*GOAL OF THE EXERCISE*
This exercise calls for an exact transcription. Set down every record below.
━━━
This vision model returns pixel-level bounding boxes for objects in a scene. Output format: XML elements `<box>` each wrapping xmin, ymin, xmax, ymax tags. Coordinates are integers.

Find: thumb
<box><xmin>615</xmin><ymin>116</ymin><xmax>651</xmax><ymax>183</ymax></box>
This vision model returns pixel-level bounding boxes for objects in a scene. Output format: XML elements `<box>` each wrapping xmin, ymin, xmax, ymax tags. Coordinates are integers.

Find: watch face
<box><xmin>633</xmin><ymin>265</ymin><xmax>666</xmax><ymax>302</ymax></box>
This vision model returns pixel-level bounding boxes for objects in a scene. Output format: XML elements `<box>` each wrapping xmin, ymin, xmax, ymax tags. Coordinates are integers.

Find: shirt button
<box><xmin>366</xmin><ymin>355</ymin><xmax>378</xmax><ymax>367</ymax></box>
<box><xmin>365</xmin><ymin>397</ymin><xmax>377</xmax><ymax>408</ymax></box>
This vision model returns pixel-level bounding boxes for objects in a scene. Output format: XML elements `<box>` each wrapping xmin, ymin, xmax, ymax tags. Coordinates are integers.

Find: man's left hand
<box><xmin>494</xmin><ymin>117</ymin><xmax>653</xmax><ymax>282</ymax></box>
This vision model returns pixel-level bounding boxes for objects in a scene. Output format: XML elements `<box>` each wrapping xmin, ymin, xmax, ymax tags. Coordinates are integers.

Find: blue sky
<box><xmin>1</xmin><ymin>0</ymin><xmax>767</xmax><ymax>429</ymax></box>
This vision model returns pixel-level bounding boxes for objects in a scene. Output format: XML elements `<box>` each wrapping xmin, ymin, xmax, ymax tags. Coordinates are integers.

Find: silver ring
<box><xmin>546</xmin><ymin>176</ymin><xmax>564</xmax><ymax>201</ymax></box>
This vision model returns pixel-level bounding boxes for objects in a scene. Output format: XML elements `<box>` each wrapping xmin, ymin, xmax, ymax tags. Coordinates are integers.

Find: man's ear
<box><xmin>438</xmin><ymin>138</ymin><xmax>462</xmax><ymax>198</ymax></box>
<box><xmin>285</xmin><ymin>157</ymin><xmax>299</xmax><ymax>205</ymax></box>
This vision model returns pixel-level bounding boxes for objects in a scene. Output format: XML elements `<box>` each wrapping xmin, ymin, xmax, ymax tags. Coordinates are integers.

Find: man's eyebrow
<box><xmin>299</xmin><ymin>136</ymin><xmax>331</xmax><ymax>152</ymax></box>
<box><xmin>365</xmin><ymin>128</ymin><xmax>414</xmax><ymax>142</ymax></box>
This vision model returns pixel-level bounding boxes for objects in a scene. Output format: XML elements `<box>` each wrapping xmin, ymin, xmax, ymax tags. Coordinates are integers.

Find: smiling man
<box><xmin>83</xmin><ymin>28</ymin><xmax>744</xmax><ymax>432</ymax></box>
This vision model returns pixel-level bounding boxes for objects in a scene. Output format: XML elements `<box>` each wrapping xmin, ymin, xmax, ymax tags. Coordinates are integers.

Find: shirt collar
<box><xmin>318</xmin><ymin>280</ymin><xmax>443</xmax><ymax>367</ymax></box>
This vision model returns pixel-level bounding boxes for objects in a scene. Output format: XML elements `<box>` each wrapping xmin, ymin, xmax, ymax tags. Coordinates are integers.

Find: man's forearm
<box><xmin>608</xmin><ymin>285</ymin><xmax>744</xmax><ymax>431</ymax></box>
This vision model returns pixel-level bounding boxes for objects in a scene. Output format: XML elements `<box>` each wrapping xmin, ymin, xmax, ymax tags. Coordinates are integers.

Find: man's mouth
━━━
*REPLY*
This vision model returns pixel-level bounding boxes for objects in a scene. Output format: XML elements `<box>` each wrapping xmin, ymin, xmax, ymax tags. Coordinates are integers.

Find: thumb
<box><xmin>615</xmin><ymin>116</ymin><xmax>651</xmax><ymax>183</ymax></box>
This vision model returns pixel-level bounding boxes for objects in a scene. Output format: XML elements `<box>` each wrapping xmin, ymin, xmax, ymax tags. Coordinates are integers.

Find: watch face
<box><xmin>633</xmin><ymin>265</ymin><xmax>666</xmax><ymax>302</ymax></box>
This vision model returns pixel-level bounding boxes for objects in a scene. Output format: XML elements `<box>` each wrapping xmin, ymin, xmax, ymax tags. Coordinates are integers.

Find: shirt button
<box><xmin>366</xmin><ymin>355</ymin><xmax>378</xmax><ymax>367</ymax></box>
<box><xmin>365</xmin><ymin>397</ymin><xmax>377</xmax><ymax>408</ymax></box>
This vision model returns pixel-level bounding boxes for objects in a scene. Output format: XML elements `<box>` each wrapping xmin, ymin, xmax, ymax tags. Coordinates are integers.

Find: man's left hand
<box><xmin>494</xmin><ymin>117</ymin><xmax>653</xmax><ymax>282</ymax></box>
This vision model returns pixel-level bounding boxes for objects in a scene. Output format: XML elements `<box>` each wrapping xmin, ymin, xmax, ymax tags. Coordinates are integers.

Find: blue sky
<box><xmin>1</xmin><ymin>0</ymin><xmax>767</xmax><ymax>429</ymax></box>
This vision model returns pixel-level bounding boxes for objects in a scene. Output format: XML elements `<box>` each wrapping xmin, ymin, xmax, ymax tags. Coordinates are integers.

Find: silver ring
<box><xmin>546</xmin><ymin>176</ymin><xmax>564</xmax><ymax>201</ymax></box>
This vision model returns pixel-level bounding boxes for objects in a scene. Output format: XML elements `<box>` each wrapping xmin, ymin, xmax, ymax tags. Coordinates are integers.

Find: man's ear
<box><xmin>438</xmin><ymin>138</ymin><xmax>462</xmax><ymax>198</ymax></box>
<box><xmin>285</xmin><ymin>157</ymin><xmax>299</xmax><ymax>205</ymax></box>
This vision model returns pixel-level bounding boxes for objects in a scene. Output format: XML elements `<box>` each wrapping xmin, ymin, xmax, ymax tags. Coordinates are integers.

Find: man's eyebrow
<box><xmin>299</xmin><ymin>136</ymin><xmax>331</xmax><ymax>152</ymax></box>
<box><xmin>365</xmin><ymin>128</ymin><xmax>414</xmax><ymax>142</ymax></box>
This vision model returns pixel-level bounding boxes for objects in a scene. Output format: XML elements `<box>` each wrapping xmin, ymin, xmax, ymax tags. Coordinates are integers.

Find: smiling man
<box><xmin>83</xmin><ymin>28</ymin><xmax>744</xmax><ymax>432</ymax></box>
This vision model returns pixel-level bounding boxes for objects in a scene. Output format: XML elements `<box>` each wrapping xmin, ymin, xmax, ymax tags. Coordinates are integers.

Find: shirt collar
<box><xmin>318</xmin><ymin>280</ymin><xmax>443</xmax><ymax>367</ymax></box>
This vision model returns pixel-level bounding boxes for objects in a scene. Output format: XML elements `<box>` each wrapping xmin, ymin, xmax, ymax tags. Coordinates are integers.

Find: man's forearm
<box><xmin>608</xmin><ymin>285</ymin><xmax>744</xmax><ymax>431</ymax></box>
This vision model returns pixel-level bounding boxes for objects in a scene. Output format: XML elements `<box>` each wrapping xmin, ymin, xmax, ymax tags. Coordinates are integers.

Find: man's mouth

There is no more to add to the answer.